** TEXTO PARA LEITURA **
···

Beijo gay esconde truques por audiência

BIA ABRAMO
COLUNISTA DA FOLHA

Agora é moda. Novela que é novela tem que ter beijo lésbico. O casal da vez está em "Senhora do Destino". As moças são Eleonora (Mylla Christie) e Jenifer (Barbara Borges), que acabaram de iniciar um romance. Menos glamourosas que o casal de "Torre de Babel", formado por Silvia Pfeiffer e Christiane Torloni, mais maduras que as meninas vividas por Aline Morais e Paula Picarelli, de "Mulheres Apaixonadas", Eleonora e Jenifer vão viver um drama ao tentarem adotar uma criança.
Com essa abundância de casos de lesbianismo televisivo, daria até para pensar que a sociedade brasileira está se tornando mais tolerante em relação ao homossexualismo, que isso é um avanço em direção a um ambiente de respeito à diversidade sexual, que a hipocrisia em relação à sexualidade em geral diminuiu... Será mesmo?
Nem tanto. A formulação de algumas hipóteses para explicar esse súbito ataque de tolerância se impõe. Ainda que entre a primeira novela a fazer alusões veladas ao tema, "O Rebu" (1974), e o beijo de Eleonora e Jenifer alguns passos em direção à discussão menos preconceituosa tenham sido dados, a recorrência mais recente do tema deve procurar outras explicações.
Em primeiro lugar, não é à toa que a maioria dos casais homossexuais que aparecem são formados por mulheres. O olhar machista classifica a homossexualidade feminina como: a) menos "séria" e b) mais palatável. A brincadeira erótica entre mulheres é excitante e faz parte do repertório pornográfico. É como se as moças, entediadas à espera do falo, se entretivessem uma com a outra. É como se a negociação com o moralismo do público passasse por uma barganha do tipo: bem, já que vai ter que falar de homossexualidade -porque o assunto ganhou uma visibilidade no noticiário e na vida social muito maior do que à época de "Torre de Babel"- que seja a feminina, pelo menos.

···

** MATERIAL DE APOIO **
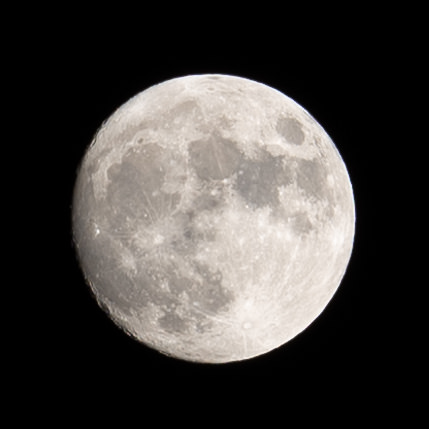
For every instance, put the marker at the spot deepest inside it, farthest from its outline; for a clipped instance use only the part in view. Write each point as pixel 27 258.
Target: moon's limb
pixel 213 218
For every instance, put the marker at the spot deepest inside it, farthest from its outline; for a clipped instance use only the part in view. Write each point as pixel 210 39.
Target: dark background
pixel 81 71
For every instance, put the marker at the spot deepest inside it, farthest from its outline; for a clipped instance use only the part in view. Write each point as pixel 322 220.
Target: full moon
pixel 213 218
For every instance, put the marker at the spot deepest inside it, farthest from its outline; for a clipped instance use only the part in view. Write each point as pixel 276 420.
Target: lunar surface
pixel 213 218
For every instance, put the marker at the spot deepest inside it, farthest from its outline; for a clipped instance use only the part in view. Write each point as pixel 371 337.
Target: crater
pixel 214 158
pixel 204 289
pixel 301 223
pixel 258 180
pixel 312 178
pixel 291 130
pixel 172 322
pixel 134 189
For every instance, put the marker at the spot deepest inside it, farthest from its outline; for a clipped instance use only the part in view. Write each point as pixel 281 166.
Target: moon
pixel 213 218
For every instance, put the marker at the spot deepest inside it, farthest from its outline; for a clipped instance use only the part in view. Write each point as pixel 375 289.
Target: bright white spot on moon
pixel 213 218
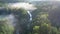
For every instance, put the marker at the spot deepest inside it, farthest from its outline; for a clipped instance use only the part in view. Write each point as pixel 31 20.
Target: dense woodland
pixel 46 19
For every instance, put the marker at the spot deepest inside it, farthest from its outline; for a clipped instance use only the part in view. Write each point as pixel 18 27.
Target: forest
pixel 36 17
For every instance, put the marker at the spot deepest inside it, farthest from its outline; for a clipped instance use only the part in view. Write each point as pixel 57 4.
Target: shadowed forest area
pixel 24 17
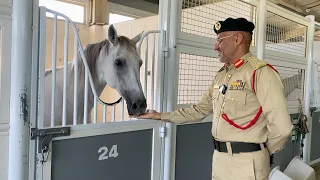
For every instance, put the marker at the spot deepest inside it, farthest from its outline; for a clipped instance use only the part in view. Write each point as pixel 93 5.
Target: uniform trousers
pixel 241 166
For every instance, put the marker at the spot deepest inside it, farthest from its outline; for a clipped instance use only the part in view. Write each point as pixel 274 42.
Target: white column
pixel 21 66
pixel 261 28
pixel 309 54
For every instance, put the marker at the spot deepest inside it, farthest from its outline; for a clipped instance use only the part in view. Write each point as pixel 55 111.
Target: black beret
pixel 230 24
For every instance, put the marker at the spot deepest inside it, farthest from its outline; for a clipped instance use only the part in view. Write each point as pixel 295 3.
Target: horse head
pixel 121 70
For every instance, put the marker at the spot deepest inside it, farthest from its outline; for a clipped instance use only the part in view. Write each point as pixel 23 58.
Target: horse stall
pixel 103 133
pixel 80 125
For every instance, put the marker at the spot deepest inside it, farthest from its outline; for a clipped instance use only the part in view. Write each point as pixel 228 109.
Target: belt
pixel 237 147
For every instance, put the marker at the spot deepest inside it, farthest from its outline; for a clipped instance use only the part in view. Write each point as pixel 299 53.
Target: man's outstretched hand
pixel 151 114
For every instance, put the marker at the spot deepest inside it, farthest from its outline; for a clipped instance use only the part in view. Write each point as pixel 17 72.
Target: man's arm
pixel 270 94
pixel 194 113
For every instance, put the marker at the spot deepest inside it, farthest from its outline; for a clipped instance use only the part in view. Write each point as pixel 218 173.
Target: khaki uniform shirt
pixel 241 104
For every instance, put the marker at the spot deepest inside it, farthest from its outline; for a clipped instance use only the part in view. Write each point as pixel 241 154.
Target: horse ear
pixel 112 35
pixel 137 38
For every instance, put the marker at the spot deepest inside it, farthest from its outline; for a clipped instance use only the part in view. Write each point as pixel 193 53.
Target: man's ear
pixel 239 39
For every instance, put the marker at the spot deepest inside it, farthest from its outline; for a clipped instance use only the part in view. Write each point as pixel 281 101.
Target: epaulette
pixel 221 69
pixel 256 63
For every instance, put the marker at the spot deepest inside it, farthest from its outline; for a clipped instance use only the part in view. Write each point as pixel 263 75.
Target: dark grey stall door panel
pixel 284 157
pixel 78 159
pixel 315 137
pixel 194 151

···

** TAREFAS PROPOSTAS **
1/ Transcreva literalmente o trecho da coluna sobre o beijo lésbico nas novelas, começando nas palavras "Beijo gay esconde" e parando após "diminuiu... Será mesmo?".
2/ Reescreva como tabela Markdown, com as colunas n (número de ordem) e Linha, somente as linhas que vão da que contém "pixel 263 75." até a última linha, ambas incluídas, deixando de fora as linhas em branco.
A coluna e as linhas não guardam relação entre si.

** RESPOSTAS POR TAREFA **
1/
Beijo gay esconde truques por audiência

BIA ABRAMO
COLUNISTA DA FOLHA

Agora é moda. Novela que é novela tem que ter beijo lésbico. O casal da vez está em "Senhora do Destino". As moças são Eleonora (Mylla Christie) e Jenifer (Barbara Borges), que acabaram de iniciar um romance. Menos glamourosas que o casal de "Torre de Babel", formado por Silvia Pfeiffer e Christiane Torloni, mais maduras que as meninas vividas por Aline Morais e Paula Picarelli, de "Mulheres Apaixonadas", Eleonora e Jenifer vão viver um drama ao tentarem adotar uma criança.
Com essa abundância de casos de lesbianismo televisivo, daria até para pensar que a sociedade brasileira está se tornando mais tolerante em relação ao homossexualismo, que isso é um avanço em direção a um ambiente de respeito à diversidade sexual, que a hipocrisia em relação à sexualidade em geral diminuiu... Será mesmo?

2/
| n | Linha |
|---|---|
| 1 | For every instance, put the marker at the spot deepest inside it, farthest from its outline; for a clipped instance use only the part in view. Write each point as pixel 263 75. |
| 2 | Target: dark grey stall door panel |
| 3 | pixel 284 157 |
| 4 | pixel 78 159 |
| 5 | pixel 315 137 |
| 6 | pixel 194 151 |